Aim of the task: Start at the line containing "Q: Tag one point on each instance of the carved table" and transcribe every line exactly through the end of the records below, and only those lines.

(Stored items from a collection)
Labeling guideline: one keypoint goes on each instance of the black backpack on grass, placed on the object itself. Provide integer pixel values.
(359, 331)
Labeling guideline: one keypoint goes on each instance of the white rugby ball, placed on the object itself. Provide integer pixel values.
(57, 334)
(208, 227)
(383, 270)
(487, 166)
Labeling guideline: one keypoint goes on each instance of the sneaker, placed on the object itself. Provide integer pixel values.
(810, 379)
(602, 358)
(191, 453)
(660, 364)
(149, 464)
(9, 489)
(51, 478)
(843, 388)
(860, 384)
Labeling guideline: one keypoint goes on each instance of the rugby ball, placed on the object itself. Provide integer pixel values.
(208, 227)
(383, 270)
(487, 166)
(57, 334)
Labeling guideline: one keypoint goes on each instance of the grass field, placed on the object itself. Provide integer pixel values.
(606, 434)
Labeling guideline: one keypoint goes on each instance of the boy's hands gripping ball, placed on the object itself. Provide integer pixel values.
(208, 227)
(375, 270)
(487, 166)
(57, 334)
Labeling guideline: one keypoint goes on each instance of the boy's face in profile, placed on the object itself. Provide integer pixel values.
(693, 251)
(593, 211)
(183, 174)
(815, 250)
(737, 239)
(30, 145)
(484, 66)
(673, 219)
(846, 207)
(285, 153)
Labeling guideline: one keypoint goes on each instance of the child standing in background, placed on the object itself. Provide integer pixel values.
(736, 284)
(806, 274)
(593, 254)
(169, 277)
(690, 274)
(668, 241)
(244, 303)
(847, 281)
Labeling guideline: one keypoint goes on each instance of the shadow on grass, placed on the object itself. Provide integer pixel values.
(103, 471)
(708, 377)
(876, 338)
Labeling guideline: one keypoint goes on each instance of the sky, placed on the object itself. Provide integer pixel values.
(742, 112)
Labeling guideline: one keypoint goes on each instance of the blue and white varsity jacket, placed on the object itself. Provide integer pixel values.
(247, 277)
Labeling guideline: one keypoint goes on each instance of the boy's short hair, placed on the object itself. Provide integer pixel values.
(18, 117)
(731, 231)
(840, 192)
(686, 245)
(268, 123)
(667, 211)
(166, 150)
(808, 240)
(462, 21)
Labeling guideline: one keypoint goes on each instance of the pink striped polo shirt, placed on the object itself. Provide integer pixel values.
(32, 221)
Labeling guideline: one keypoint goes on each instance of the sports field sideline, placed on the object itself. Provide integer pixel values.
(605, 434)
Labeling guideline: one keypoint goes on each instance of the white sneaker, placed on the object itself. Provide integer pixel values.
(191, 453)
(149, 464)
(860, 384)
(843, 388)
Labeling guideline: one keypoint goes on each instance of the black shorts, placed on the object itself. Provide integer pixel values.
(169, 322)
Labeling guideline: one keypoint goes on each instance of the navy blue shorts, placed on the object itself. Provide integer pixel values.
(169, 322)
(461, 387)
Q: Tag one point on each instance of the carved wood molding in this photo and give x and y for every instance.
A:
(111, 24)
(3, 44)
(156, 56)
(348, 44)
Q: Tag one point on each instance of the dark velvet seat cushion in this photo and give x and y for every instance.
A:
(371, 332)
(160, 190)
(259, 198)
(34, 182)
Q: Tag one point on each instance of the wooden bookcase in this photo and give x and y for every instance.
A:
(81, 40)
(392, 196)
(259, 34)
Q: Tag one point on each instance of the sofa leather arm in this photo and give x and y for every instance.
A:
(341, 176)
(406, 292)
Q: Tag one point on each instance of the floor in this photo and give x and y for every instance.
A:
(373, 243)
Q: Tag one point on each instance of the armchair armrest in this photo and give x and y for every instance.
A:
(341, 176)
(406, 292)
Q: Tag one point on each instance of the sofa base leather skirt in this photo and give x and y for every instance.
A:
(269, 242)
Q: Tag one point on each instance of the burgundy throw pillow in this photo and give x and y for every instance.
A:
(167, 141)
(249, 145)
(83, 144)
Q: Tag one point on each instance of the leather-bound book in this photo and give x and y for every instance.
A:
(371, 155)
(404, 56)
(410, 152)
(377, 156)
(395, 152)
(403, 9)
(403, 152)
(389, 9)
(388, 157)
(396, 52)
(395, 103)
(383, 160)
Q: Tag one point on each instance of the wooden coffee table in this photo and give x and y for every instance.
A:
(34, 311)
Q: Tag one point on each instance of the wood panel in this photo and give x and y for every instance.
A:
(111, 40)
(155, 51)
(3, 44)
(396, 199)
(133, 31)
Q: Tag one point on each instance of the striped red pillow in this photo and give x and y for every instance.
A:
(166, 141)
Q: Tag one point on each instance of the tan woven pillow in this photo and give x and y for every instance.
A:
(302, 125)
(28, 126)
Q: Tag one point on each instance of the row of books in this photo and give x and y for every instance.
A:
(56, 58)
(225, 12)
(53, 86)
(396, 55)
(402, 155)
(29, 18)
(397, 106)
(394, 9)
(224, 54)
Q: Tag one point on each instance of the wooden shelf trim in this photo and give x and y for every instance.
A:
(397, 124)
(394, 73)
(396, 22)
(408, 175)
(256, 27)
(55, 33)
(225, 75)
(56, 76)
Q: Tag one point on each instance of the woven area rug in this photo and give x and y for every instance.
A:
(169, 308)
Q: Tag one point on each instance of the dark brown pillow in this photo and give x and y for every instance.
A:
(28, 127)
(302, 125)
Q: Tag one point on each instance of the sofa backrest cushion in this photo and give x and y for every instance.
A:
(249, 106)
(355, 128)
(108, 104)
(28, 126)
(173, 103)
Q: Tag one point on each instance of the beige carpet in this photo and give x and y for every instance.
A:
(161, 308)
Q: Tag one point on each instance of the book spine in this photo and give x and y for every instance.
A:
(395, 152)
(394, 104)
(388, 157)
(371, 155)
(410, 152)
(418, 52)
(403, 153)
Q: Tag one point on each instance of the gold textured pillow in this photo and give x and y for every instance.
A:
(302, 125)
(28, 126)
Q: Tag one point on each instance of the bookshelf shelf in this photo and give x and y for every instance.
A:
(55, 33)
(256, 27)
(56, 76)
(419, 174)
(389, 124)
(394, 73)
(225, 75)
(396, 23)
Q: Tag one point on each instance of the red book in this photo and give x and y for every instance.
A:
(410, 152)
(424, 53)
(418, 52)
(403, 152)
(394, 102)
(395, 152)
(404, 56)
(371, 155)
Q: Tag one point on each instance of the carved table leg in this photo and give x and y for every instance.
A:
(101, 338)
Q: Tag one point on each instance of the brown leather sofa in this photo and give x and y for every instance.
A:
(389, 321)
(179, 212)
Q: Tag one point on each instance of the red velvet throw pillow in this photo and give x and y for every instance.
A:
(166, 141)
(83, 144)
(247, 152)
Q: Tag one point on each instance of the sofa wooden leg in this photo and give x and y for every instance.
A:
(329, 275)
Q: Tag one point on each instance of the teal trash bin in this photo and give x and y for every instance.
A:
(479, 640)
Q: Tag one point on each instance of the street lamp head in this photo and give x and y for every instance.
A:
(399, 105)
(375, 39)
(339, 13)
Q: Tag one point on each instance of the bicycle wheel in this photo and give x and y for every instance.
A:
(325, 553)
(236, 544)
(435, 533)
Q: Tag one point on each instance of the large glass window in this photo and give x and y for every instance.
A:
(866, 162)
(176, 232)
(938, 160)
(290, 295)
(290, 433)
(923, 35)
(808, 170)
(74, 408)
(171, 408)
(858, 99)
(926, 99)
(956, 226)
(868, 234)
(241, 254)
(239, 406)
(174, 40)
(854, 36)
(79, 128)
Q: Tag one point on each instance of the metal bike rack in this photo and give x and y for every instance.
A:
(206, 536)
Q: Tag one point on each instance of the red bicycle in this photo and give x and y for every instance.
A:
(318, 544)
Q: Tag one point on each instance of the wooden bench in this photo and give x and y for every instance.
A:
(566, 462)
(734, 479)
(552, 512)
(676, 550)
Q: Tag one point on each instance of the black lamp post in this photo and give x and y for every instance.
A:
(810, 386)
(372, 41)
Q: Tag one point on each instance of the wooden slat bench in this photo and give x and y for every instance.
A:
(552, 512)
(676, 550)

Final result:
Q: Tag one point on each instance of the carved table leg in this photo and give x and y for every instance.
A:
(101, 338)
Q: Tag one point on each instance of the brown leather sofa in this photo and give x and y for every instance.
A:
(389, 321)
(179, 212)
Q: Tag one point on each instance of the red velvet throw pillow in this photo and give x and y for every instance.
A:
(166, 141)
(83, 144)
(247, 152)
Q: Tag one point on each instance of the sofa wooden leg in this photo and give x and y for every instance.
A:
(329, 275)
Q: Tag one point on each instance of the teal trash bin in this photo and give x and y for every instance.
A:
(479, 640)
Q: Tag one point on each instance of the street lamp head in this photo and give x and y for every instance.
A:
(399, 105)
(375, 39)
(339, 13)
Q: Tag one point on each instance of the bicycle wheel in this photo and give x and y for every instance.
A:
(325, 553)
(236, 544)
(435, 533)
Q: Tag one point on each instance of the large glass window in this photo and give x and y for every instance.
A:
(866, 162)
(176, 232)
(938, 160)
(290, 295)
(290, 433)
(923, 35)
(808, 170)
(74, 408)
(171, 408)
(858, 99)
(926, 99)
(956, 226)
(868, 234)
(241, 254)
(239, 406)
(174, 40)
(854, 36)
(79, 128)
Q: Tag one point on each instance of the metal bike rack in this photo and give x and y for every instance.
A:
(206, 536)
Q: Tag one point on each instance of the red bicycle in this photo and give x and y for every instance.
A:
(318, 544)
Q: Tag one point on each instance of the wooden bench in this photo and give x and y for every instance.
A:
(566, 462)
(734, 479)
(552, 512)
(676, 550)
Q: Tag one point on each instance of the black lamp post in this photo and give x and y for every instance.
A:
(810, 386)
(372, 41)
Q: Tag one point on each instance of the wooden slat bench in this photo and give x and y for every instance.
A:
(552, 512)
(676, 550)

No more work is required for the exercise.